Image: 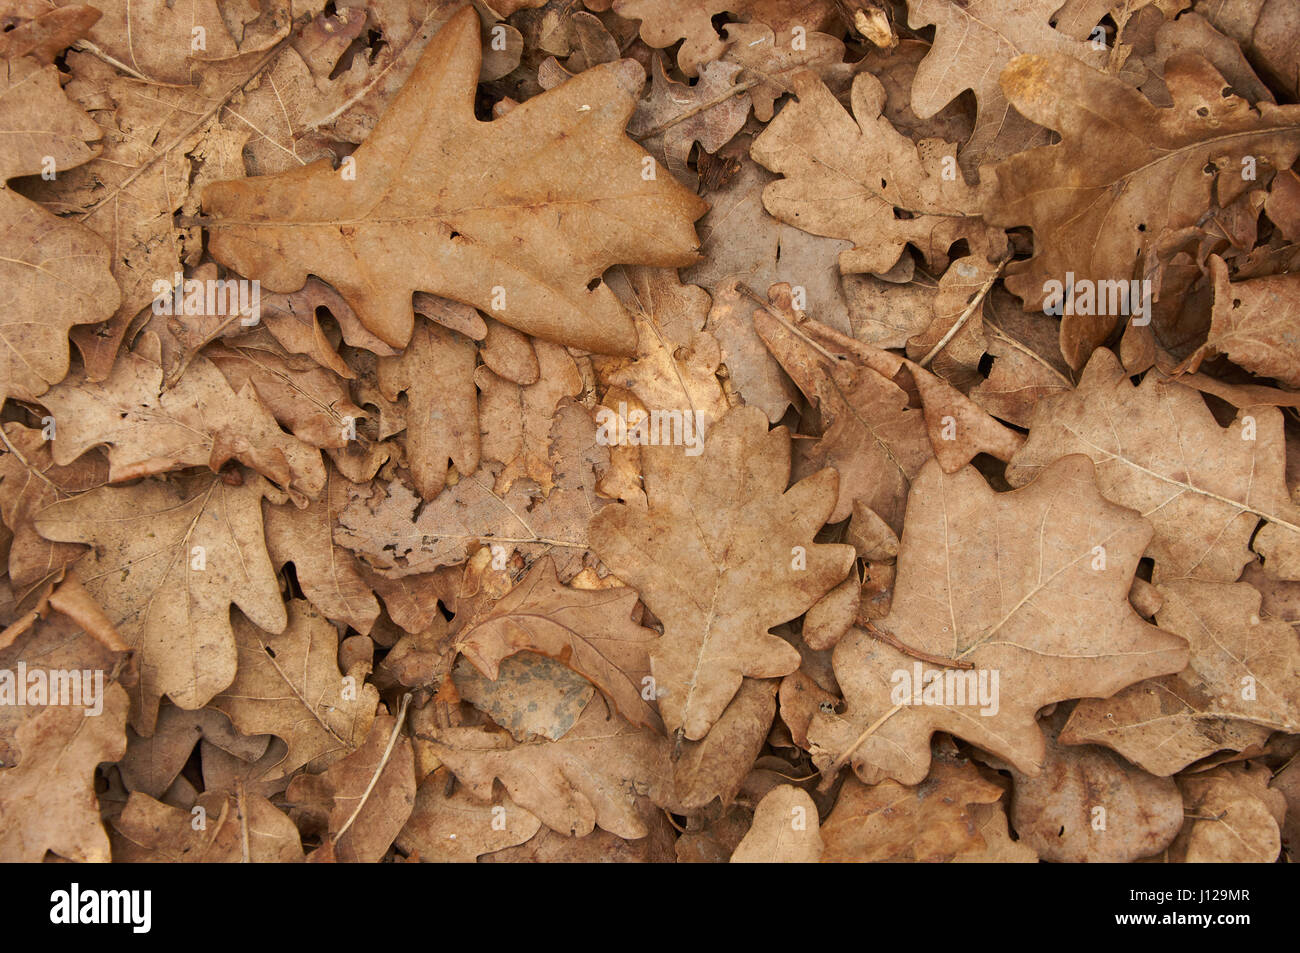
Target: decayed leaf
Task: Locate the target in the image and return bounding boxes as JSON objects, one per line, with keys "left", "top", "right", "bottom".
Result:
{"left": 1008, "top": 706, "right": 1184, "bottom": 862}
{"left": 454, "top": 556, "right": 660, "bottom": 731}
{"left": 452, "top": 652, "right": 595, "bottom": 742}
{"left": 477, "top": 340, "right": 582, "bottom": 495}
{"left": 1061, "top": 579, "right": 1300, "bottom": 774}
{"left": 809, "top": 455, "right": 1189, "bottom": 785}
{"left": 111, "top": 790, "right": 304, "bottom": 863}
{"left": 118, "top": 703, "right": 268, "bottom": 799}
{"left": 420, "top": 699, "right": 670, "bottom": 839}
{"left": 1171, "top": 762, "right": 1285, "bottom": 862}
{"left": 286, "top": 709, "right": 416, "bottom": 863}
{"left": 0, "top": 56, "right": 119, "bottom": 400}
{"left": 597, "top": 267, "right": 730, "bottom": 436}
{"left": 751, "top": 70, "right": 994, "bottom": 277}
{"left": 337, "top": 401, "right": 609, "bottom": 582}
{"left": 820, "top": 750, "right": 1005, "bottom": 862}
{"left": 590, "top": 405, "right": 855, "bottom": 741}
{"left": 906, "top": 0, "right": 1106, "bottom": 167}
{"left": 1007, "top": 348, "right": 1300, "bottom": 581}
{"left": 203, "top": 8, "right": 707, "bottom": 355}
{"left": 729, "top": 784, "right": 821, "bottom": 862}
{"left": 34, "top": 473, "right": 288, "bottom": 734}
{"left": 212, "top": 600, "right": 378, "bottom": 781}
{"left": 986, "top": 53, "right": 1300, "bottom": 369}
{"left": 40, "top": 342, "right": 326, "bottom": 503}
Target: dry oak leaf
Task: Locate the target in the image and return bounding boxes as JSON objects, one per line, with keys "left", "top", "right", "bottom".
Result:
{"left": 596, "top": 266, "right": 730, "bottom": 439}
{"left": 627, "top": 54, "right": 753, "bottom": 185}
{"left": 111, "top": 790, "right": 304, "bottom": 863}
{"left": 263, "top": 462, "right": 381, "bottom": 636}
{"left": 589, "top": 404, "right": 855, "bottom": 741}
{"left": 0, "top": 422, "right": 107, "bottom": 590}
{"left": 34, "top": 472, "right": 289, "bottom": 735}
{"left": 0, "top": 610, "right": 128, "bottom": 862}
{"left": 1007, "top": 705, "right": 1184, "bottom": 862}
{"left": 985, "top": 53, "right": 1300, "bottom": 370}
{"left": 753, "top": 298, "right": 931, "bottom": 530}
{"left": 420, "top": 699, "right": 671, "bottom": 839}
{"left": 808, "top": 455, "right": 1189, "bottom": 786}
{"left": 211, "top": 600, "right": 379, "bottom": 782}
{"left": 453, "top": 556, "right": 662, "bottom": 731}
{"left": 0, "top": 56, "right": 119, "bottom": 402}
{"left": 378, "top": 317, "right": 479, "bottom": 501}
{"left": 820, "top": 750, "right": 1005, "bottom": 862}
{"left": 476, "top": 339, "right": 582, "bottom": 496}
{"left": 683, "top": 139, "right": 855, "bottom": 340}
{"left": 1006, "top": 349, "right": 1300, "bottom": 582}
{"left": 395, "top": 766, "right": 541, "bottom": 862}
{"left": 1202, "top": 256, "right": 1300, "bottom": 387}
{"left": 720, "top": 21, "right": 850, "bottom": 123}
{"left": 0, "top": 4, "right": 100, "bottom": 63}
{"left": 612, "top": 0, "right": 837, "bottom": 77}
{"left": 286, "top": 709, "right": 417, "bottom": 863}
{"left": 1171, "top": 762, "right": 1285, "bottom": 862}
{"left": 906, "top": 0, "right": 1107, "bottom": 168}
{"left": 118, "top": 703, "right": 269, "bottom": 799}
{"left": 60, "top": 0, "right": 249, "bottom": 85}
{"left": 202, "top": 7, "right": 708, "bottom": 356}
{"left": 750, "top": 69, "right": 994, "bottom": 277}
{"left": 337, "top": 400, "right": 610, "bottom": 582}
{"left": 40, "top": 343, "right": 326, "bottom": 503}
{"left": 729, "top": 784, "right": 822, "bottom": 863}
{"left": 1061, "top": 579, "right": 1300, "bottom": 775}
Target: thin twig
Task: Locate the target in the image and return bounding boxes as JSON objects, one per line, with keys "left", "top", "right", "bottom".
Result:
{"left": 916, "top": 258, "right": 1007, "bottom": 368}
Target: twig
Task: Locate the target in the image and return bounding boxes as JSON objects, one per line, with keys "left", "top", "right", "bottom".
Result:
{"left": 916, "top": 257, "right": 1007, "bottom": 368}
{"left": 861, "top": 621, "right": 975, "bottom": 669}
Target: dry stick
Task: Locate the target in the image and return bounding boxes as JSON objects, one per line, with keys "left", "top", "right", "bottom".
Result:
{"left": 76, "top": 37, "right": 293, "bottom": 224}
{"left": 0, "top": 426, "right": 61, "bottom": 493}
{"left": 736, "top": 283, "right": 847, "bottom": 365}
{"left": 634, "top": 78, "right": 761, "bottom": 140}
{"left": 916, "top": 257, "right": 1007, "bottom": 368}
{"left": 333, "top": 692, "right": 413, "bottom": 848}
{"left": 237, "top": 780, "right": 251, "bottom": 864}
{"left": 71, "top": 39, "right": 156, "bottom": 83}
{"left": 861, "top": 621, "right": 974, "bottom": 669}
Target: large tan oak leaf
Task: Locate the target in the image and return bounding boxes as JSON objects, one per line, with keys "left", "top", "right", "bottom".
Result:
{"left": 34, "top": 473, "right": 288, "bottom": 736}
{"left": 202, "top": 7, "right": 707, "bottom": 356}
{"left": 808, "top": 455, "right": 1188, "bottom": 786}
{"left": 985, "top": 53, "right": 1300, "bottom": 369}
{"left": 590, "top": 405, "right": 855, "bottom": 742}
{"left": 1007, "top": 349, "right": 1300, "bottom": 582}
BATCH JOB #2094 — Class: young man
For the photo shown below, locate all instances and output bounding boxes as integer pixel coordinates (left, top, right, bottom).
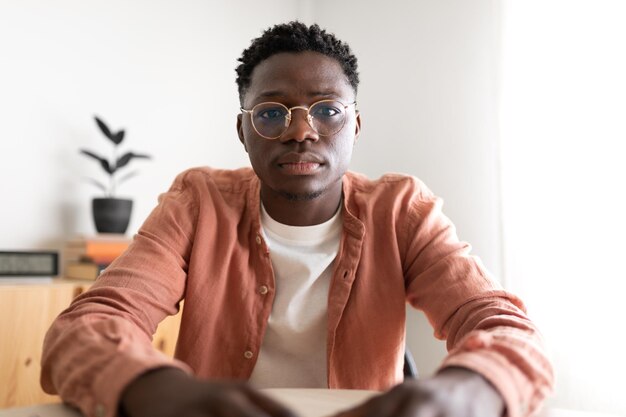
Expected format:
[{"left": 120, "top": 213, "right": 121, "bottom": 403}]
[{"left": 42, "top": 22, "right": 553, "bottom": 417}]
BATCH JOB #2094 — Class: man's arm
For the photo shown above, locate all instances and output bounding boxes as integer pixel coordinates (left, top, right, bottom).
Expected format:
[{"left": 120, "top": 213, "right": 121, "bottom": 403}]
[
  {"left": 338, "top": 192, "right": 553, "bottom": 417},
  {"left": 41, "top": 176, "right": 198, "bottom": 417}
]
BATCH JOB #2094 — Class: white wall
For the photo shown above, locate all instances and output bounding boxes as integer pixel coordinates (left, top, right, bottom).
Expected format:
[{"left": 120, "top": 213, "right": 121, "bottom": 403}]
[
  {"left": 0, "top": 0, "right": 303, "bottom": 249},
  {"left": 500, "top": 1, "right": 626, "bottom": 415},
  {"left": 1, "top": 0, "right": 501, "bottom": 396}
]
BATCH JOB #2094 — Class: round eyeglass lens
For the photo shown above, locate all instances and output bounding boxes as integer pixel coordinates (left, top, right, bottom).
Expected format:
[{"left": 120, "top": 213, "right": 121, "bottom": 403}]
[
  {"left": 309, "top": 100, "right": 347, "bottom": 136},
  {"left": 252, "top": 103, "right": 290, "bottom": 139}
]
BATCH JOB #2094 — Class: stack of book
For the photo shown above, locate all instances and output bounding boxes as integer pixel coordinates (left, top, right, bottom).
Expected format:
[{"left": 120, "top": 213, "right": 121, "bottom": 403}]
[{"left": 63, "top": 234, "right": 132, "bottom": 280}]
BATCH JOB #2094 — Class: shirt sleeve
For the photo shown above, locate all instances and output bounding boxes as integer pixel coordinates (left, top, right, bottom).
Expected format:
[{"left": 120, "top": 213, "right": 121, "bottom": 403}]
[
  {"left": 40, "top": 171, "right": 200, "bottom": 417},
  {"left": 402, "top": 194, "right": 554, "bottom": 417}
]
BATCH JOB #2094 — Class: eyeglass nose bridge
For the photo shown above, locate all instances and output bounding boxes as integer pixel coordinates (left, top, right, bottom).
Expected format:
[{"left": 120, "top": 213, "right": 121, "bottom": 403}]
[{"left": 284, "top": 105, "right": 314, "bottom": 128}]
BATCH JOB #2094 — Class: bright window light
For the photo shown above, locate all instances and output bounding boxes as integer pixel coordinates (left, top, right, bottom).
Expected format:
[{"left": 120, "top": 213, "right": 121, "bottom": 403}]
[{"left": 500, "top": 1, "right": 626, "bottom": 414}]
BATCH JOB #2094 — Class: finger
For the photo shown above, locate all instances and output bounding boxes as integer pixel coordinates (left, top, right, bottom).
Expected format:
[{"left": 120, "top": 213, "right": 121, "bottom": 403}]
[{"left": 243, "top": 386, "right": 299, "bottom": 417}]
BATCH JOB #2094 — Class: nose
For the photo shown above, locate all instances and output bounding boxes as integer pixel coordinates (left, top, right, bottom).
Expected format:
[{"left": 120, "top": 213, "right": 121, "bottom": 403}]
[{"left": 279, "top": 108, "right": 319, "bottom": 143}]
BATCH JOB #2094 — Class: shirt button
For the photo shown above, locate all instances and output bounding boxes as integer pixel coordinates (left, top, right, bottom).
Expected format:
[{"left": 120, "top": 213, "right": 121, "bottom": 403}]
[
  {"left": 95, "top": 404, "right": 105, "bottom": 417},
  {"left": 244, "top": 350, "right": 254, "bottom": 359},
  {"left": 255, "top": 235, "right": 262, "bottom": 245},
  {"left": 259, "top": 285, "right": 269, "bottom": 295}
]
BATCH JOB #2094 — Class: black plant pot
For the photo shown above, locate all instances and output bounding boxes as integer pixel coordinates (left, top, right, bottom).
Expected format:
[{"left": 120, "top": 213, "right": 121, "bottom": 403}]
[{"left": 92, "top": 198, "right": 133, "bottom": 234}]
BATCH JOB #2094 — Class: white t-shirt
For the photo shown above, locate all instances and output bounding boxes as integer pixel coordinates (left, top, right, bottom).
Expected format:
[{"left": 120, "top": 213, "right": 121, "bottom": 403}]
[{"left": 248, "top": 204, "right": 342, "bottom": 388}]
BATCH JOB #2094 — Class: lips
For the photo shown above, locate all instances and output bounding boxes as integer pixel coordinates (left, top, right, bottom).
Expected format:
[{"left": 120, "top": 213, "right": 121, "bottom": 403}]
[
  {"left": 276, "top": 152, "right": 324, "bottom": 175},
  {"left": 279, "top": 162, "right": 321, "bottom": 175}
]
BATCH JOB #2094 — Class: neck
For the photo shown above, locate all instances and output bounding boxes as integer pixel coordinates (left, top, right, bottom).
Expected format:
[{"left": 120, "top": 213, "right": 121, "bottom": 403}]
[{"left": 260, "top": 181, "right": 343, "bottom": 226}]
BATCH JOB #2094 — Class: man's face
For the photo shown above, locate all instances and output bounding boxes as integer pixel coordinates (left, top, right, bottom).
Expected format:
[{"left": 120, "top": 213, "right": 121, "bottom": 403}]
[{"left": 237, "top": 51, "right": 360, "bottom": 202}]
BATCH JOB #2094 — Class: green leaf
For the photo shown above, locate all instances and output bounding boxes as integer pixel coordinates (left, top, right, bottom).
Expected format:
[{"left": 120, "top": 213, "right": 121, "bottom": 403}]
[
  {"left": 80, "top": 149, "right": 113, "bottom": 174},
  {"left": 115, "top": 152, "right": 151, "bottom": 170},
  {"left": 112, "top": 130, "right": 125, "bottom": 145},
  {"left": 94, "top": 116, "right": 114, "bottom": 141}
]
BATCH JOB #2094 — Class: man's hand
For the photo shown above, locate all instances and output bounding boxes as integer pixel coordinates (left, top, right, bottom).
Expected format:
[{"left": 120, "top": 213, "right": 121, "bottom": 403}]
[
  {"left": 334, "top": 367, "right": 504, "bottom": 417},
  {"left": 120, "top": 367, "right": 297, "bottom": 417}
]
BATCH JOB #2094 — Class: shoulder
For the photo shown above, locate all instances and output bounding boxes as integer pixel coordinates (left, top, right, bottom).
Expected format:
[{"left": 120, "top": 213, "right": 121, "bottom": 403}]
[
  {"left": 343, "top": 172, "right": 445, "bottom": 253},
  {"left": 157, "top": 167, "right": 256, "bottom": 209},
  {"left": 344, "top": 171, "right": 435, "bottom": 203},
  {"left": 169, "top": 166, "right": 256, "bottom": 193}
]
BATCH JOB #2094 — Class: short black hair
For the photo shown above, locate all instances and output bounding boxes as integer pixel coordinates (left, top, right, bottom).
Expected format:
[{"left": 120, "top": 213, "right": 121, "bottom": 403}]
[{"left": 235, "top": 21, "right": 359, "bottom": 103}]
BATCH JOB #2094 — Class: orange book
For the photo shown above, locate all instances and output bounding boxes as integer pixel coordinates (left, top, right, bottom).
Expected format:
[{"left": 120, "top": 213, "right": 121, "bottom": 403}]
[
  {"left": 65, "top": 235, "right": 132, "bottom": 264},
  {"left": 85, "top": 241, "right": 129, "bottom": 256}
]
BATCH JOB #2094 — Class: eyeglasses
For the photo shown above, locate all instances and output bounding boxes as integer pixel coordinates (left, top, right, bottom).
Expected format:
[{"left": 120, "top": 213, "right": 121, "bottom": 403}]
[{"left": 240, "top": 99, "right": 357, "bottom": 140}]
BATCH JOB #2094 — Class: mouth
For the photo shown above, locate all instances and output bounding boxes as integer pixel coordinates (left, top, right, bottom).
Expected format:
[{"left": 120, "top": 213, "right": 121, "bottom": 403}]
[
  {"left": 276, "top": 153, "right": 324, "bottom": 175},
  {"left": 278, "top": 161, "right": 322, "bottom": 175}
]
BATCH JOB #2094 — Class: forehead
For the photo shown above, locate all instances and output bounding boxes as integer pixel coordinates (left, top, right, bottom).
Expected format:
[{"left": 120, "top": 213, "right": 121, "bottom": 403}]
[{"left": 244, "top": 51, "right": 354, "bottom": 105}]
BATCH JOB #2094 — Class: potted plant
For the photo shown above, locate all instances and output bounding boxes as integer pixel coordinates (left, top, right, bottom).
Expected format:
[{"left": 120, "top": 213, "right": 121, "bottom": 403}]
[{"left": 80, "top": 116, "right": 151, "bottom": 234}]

What is needed: Could you copy exactly the line containing "BATCH JOB #2094 — Class: mouth" and each line after it through the end of the records, and nothing else?

Reply to the task:
BATCH JOB #2094 — Class: mouth
For the photo shown above, locate all instances and output bounding boxes as integer pixel coordinates (left, top, right, bottom).
Expected format:
[{"left": 120, "top": 213, "right": 121, "bottom": 403}]
[
  {"left": 276, "top": 153, "right": 324, "bottom": 175},
  {"left": 278, "top": 161, "right": 322, "bottom": 175}
]
BATCH JOB #2094 — Class: forehead
For the photo shown above, locate all instances and output bounding boxes as integer pixel coordinates (left, top, right, bottom).
Expected format:
[{"left": 120, "top": 213, "right": 121, "bottom": 403}]
[{"left": 244, "top": 51, "right": 354, "bottom": 105}]
BATCH JOB #2094 — Class: potted plant
For the photo shown above, locate all instances and output bounding boxes as integer pixel coordinates (left, top, right, bottom).
Expected format:
[{"left": 120, "top": 213, "right": 121, "bottom": 403}]
[{"left": 80, "top": 116, "right": 151, "bottom": 234}]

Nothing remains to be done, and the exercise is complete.